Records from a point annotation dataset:
────

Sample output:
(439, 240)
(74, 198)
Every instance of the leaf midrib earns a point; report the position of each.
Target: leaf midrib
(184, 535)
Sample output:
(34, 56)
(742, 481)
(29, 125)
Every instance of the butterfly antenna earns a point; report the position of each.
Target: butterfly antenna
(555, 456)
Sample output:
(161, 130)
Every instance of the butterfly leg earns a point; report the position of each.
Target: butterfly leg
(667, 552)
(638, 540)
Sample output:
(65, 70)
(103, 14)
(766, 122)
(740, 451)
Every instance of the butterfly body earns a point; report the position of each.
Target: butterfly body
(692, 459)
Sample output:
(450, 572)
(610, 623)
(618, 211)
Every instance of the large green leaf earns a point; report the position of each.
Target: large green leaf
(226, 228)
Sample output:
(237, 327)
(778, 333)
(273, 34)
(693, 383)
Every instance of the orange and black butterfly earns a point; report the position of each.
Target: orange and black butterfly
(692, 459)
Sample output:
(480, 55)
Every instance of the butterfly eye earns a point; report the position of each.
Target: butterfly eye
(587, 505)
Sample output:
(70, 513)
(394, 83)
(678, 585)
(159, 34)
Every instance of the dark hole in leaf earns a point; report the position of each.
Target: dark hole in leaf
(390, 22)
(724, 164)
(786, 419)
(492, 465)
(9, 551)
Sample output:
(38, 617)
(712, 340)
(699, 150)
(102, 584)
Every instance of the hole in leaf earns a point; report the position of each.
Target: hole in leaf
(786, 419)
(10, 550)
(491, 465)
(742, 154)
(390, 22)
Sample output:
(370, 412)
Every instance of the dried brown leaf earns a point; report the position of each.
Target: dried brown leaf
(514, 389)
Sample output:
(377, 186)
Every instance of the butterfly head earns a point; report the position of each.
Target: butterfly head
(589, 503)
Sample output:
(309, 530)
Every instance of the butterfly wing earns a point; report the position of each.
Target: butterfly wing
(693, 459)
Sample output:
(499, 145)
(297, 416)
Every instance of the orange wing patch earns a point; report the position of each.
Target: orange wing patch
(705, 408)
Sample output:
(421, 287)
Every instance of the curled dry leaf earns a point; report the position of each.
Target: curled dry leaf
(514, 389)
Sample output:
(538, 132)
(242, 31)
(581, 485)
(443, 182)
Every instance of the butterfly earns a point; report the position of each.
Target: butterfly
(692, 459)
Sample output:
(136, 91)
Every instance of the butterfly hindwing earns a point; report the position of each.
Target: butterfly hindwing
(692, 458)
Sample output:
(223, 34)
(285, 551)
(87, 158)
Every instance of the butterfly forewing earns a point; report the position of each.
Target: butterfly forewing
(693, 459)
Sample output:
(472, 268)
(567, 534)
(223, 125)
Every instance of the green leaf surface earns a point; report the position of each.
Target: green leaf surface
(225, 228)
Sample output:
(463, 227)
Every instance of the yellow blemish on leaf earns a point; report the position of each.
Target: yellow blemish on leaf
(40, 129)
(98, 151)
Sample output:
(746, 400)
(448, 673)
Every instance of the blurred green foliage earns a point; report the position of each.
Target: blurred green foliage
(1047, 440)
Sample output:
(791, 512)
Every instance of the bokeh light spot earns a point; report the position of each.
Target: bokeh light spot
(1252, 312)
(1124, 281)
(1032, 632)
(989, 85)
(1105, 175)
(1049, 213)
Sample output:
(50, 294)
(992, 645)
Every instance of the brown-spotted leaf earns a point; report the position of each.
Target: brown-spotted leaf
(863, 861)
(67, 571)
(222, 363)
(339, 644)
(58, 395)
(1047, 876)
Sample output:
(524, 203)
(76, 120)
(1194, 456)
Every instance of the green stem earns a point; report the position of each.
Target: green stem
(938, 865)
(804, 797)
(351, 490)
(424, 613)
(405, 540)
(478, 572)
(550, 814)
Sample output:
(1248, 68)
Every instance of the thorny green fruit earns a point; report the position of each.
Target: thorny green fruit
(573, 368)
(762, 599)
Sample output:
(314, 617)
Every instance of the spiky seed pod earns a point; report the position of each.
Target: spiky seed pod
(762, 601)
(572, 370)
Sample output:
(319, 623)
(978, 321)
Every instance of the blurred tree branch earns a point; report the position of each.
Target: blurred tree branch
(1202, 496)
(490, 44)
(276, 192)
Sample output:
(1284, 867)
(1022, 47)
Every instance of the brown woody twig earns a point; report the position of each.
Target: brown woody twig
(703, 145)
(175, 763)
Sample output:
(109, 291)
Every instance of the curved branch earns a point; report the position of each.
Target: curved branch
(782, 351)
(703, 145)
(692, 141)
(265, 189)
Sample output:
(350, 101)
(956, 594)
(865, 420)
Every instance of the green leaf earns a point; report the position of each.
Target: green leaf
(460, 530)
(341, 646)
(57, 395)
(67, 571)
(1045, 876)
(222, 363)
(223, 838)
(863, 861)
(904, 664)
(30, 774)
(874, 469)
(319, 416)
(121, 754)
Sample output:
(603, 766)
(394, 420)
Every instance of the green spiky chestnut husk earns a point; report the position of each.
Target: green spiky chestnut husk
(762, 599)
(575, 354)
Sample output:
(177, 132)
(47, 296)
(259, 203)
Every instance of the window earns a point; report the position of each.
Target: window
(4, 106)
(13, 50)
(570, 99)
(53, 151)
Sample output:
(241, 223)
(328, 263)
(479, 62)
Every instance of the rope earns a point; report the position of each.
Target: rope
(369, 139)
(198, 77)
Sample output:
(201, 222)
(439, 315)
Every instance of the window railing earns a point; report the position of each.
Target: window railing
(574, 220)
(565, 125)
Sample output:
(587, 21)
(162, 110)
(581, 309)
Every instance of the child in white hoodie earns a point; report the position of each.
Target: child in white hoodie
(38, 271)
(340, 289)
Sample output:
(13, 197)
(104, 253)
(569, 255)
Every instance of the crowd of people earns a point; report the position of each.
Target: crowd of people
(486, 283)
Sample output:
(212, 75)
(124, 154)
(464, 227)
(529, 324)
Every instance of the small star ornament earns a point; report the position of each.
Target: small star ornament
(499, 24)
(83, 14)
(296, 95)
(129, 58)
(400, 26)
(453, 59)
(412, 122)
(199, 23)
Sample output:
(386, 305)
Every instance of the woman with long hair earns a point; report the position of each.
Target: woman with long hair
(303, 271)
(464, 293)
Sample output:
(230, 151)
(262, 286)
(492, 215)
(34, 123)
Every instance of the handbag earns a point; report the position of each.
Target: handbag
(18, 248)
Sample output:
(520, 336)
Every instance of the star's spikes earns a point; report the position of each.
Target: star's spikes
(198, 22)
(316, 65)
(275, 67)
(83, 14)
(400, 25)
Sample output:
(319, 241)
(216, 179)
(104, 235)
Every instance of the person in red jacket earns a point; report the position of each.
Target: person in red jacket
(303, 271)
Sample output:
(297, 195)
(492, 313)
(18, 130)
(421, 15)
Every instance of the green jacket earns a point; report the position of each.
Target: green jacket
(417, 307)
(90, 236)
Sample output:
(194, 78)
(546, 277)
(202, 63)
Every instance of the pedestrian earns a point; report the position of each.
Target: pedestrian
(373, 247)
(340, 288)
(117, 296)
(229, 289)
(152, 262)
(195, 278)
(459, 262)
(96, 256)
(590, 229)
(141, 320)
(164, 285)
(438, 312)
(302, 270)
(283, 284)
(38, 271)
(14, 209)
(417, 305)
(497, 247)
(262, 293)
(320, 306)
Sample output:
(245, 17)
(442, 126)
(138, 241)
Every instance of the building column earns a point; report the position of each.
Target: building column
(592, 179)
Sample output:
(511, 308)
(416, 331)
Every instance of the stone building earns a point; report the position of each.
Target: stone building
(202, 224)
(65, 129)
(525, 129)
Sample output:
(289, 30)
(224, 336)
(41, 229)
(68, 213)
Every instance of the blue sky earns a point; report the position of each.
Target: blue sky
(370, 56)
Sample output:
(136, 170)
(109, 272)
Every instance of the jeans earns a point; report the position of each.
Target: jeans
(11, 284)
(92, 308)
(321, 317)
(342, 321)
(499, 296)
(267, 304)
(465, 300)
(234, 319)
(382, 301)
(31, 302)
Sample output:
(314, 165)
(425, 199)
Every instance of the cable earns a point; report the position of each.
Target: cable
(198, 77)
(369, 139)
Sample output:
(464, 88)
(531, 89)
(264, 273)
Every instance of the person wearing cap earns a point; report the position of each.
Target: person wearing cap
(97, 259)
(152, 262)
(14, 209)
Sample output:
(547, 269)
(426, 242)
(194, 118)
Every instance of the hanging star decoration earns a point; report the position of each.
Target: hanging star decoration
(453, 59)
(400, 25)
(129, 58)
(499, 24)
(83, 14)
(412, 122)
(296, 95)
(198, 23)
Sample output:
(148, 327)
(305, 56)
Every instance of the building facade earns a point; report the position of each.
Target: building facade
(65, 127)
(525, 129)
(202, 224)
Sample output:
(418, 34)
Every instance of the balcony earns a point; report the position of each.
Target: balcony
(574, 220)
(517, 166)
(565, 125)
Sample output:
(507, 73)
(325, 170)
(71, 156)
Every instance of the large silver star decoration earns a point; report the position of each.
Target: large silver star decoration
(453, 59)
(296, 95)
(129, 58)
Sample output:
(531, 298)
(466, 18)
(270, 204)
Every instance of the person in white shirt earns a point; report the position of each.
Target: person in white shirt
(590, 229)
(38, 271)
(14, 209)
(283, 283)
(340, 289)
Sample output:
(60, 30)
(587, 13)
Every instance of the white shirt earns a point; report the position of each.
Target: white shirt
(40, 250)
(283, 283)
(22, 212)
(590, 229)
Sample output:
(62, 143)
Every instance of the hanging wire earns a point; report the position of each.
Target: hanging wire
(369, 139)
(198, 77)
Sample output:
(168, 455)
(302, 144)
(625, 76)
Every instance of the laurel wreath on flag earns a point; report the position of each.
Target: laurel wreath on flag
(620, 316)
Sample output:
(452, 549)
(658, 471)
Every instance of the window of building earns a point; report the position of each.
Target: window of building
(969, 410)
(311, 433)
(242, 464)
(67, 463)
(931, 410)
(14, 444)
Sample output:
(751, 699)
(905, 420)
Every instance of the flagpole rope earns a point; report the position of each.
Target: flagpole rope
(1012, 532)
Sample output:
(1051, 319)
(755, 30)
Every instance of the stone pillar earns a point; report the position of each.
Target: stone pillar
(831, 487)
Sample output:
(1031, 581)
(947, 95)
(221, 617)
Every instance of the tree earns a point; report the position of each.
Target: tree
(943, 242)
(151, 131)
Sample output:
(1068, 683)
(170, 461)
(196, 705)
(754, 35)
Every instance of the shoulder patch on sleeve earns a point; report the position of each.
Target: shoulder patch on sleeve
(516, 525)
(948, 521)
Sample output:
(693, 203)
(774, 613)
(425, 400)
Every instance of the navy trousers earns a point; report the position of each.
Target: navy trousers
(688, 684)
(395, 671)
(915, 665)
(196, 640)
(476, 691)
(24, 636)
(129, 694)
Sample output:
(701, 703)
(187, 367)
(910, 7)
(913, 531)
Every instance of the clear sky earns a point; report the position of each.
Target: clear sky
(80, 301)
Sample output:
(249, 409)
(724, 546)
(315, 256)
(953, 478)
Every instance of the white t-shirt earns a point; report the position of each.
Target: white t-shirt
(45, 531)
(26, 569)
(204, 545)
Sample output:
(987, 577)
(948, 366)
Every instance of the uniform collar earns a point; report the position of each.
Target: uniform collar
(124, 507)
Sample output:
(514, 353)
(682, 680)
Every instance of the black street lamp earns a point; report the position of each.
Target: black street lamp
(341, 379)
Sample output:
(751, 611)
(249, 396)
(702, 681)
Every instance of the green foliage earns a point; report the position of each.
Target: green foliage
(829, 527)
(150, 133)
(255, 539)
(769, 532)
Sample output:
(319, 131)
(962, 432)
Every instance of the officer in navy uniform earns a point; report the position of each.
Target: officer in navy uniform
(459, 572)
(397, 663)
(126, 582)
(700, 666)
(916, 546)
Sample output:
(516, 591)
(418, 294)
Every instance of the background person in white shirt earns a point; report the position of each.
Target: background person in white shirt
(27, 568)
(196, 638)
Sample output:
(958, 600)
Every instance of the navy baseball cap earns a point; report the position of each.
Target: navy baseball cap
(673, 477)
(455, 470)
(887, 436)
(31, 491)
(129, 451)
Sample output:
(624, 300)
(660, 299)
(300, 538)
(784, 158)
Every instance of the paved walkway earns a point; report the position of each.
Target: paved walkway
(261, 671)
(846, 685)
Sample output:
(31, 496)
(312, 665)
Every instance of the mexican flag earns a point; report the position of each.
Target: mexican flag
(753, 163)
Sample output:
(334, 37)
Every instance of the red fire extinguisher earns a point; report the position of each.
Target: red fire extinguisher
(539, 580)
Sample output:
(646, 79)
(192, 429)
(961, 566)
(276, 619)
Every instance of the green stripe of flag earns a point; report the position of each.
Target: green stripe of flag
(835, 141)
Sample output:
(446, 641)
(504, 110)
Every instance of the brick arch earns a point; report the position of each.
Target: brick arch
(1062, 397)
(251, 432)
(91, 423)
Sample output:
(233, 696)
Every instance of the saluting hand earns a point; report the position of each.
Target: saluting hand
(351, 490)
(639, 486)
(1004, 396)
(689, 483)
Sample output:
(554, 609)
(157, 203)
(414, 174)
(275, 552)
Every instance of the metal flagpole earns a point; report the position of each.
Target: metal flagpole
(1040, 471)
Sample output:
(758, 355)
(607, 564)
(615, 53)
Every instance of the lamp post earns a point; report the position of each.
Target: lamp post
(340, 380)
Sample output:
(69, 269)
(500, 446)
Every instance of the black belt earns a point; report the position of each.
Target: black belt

────

Pull out every line in the rows above that contains the string "belt", counting only case-sensitive matches.

Every instance of the black belt earns a point; report the position of each.
Target: black belt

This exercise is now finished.